**WHAT IS EXPECTED:** Please format the lines starting at the one containing "I would be grateful for your help with the boy's" and ending at the one containing "point(66, 683)" as a JSON list of strings, one string per line, with blank lines left out.

**Excerpts of pointing data:**
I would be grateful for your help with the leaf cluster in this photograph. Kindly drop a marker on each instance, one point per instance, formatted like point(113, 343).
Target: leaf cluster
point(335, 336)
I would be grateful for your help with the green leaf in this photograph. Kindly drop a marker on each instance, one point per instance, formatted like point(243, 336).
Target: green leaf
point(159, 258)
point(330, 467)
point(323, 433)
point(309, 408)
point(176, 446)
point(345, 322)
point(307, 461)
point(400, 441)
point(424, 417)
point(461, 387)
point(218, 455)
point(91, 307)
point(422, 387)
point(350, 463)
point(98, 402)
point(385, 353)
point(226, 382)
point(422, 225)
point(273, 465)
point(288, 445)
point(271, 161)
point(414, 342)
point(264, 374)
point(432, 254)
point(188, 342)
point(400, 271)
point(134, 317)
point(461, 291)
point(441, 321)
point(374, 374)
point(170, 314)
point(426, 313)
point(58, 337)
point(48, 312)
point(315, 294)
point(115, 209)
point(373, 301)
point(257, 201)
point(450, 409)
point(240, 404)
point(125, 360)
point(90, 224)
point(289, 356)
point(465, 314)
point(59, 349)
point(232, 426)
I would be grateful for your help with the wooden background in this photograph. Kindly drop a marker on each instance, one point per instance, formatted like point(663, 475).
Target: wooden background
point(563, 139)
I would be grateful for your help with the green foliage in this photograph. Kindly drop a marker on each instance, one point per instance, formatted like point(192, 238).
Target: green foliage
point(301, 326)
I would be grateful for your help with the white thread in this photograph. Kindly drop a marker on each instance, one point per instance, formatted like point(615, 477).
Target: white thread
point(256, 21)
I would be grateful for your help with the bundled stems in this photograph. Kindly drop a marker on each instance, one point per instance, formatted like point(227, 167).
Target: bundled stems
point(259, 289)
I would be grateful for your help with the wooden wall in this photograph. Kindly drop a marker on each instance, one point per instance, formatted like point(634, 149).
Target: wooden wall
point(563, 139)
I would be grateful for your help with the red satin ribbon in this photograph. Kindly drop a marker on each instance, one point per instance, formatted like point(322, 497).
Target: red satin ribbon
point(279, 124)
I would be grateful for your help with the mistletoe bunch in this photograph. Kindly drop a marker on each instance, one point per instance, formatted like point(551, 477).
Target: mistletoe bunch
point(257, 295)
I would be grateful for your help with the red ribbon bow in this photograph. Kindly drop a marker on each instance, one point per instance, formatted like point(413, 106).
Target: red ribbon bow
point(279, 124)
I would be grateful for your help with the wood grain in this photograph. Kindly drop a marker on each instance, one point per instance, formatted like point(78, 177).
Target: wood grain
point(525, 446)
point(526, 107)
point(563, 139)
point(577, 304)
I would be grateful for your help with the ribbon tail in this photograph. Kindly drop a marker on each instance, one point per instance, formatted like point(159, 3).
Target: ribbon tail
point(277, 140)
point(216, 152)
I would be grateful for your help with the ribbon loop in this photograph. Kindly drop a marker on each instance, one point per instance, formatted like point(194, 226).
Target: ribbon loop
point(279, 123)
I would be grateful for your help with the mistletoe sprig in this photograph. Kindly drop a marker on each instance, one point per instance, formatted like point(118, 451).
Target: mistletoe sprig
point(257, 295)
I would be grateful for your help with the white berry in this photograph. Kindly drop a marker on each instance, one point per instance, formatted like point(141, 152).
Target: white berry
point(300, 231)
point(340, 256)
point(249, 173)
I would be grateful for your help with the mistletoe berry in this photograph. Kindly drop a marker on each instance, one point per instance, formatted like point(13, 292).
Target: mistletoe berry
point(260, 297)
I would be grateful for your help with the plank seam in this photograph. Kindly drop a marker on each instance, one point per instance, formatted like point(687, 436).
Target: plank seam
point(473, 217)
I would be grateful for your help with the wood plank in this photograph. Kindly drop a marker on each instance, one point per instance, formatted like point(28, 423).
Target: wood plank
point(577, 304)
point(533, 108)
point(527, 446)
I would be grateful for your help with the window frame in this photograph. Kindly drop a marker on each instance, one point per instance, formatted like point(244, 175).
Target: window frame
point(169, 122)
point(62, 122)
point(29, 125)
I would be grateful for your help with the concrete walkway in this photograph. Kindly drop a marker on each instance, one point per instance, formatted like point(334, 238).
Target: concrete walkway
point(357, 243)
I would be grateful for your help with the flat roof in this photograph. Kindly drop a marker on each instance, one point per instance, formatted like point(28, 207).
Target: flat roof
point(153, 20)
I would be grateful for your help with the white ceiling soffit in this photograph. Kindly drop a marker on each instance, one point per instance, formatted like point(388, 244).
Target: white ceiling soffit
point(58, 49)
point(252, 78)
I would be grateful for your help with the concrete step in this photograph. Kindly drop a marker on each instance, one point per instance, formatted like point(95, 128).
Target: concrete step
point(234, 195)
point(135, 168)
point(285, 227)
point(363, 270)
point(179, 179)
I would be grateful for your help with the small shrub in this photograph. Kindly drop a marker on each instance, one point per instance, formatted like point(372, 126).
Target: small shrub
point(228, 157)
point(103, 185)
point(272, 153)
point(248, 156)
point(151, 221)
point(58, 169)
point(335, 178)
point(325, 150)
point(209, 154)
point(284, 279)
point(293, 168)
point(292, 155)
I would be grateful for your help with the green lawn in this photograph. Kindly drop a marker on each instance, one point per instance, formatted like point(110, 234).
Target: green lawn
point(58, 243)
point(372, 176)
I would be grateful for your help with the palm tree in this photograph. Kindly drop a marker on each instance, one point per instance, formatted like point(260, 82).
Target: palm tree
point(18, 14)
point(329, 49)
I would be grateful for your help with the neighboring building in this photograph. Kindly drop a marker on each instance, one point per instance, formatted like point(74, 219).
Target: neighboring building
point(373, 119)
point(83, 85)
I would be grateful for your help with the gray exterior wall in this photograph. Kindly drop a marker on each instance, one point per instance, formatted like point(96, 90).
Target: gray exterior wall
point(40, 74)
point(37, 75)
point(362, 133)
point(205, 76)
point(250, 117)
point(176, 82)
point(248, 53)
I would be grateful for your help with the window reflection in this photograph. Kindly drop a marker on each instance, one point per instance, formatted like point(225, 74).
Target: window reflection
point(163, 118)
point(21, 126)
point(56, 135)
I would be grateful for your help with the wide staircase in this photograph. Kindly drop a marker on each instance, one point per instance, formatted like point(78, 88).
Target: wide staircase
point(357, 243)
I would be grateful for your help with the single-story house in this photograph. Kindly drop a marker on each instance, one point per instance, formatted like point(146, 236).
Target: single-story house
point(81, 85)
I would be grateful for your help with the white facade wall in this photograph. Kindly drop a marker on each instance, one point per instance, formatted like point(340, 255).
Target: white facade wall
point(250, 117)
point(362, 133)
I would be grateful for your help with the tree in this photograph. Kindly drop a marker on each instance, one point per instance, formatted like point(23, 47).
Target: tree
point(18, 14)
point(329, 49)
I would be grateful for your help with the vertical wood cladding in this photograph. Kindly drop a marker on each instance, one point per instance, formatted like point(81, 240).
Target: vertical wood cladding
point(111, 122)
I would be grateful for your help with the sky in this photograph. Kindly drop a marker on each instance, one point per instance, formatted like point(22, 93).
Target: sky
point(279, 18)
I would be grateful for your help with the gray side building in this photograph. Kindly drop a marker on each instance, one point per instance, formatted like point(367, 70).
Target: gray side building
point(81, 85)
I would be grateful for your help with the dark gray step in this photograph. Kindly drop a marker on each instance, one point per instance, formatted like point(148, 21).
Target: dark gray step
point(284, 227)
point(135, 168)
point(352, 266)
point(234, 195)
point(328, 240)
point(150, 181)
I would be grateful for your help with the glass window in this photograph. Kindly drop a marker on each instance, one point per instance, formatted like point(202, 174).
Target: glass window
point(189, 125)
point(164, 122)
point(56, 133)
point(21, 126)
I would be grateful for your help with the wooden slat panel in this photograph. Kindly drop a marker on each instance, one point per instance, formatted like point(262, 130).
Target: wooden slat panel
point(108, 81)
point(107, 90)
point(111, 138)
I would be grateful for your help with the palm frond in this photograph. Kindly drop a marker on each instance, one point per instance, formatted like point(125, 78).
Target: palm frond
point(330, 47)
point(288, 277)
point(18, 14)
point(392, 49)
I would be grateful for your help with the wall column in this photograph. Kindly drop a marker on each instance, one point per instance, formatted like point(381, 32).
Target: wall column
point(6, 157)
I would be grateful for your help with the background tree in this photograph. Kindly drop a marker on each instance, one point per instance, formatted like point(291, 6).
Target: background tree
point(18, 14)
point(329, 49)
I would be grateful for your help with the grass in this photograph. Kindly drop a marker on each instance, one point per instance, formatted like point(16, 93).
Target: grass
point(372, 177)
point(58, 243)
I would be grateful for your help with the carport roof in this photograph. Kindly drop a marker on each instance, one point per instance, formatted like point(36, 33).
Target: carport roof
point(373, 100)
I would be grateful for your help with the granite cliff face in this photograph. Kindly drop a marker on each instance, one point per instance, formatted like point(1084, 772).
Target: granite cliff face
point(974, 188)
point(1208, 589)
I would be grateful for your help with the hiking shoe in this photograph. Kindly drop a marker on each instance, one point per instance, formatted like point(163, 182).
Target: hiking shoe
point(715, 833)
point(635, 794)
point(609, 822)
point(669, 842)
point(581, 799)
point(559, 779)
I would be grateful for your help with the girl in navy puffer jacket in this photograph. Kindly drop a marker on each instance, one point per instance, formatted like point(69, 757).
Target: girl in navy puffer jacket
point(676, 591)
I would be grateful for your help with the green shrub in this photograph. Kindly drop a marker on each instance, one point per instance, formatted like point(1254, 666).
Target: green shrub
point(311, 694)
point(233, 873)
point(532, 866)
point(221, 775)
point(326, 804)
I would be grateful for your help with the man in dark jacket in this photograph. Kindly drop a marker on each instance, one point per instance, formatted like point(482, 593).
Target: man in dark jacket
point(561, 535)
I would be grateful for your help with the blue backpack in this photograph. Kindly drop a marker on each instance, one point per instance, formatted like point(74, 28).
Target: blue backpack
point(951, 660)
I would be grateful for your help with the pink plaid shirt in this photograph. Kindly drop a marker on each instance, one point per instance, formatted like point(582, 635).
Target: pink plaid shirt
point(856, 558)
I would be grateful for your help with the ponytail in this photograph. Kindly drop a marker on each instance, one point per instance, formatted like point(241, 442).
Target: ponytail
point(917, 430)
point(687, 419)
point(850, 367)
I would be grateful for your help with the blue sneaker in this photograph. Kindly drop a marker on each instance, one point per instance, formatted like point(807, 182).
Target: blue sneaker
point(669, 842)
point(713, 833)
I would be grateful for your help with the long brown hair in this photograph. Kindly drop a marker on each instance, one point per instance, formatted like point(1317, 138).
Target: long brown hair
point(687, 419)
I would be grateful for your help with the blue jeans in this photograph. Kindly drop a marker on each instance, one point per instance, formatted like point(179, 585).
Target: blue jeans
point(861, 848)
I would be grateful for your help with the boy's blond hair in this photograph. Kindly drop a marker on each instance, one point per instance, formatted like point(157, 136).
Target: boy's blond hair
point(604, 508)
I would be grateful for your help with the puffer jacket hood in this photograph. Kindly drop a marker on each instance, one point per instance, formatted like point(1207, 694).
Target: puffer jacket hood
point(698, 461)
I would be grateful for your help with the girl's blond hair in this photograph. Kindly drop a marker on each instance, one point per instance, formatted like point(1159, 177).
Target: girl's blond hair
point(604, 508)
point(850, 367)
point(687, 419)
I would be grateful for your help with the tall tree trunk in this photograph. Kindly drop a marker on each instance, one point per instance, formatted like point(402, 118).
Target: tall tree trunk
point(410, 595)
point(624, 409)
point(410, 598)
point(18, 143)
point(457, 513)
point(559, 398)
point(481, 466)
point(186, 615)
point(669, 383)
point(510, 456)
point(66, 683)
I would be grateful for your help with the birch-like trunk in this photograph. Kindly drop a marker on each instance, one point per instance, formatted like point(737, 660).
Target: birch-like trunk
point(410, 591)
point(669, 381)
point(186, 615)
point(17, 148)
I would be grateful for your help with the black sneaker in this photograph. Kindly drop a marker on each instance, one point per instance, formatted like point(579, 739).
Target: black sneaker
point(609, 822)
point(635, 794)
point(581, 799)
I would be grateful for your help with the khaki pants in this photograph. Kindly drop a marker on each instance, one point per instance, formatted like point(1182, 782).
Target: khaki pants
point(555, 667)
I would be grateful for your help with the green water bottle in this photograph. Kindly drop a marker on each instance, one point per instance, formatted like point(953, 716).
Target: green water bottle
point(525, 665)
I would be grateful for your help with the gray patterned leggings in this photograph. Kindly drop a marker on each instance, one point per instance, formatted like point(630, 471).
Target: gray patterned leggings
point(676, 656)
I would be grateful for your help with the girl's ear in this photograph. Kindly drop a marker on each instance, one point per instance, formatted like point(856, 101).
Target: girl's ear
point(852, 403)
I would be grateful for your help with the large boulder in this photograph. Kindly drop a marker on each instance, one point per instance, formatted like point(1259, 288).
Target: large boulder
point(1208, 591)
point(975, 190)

**IN RESPONSE:**
[
  "I would be grateful for your help with the boy's blond hair in this photograph. Kindly drop a marker on each instance, one point per instance, formatted like point(157, 136).",
  "Target: boy's blond hair",
  "point(604, 508)",
  "I would be grateful for your help with the puffer jacket hood in this photograph. Kindly drop a marker on each instance, one point per instance, formatted like point(1207, 694).",
  "Target: puffer jacket hood",
  "point(698, 461)",
  "I would be grateful for your help with the girl's blond hair in this photograph. Kindly drop a marker on each instance, one point per instance, formatted like point(1159, 177).",
  "Target: girl's blond hair",
  "point(604, 508)",
  "point(850, 367)",
  "point(687, 419)",
  "I would be grateful for your help with the tall tree trunk in this photograph. Kindly drop a marker on each instance, one point per instance, formatted like point(402, 118).",
  "Target: tall tree trunk",
  "point(410, 595)",
  "point(624, 409)",
  "point(410, 598)",
  "point(18, 143)",
  "point(457, 513)",
  "point(559, 398)",
  "point(481, 466)",
  "point(186, 615)",
  "point(669, 383)",
  "point(510, 456)",
  "point(66, 683)"
]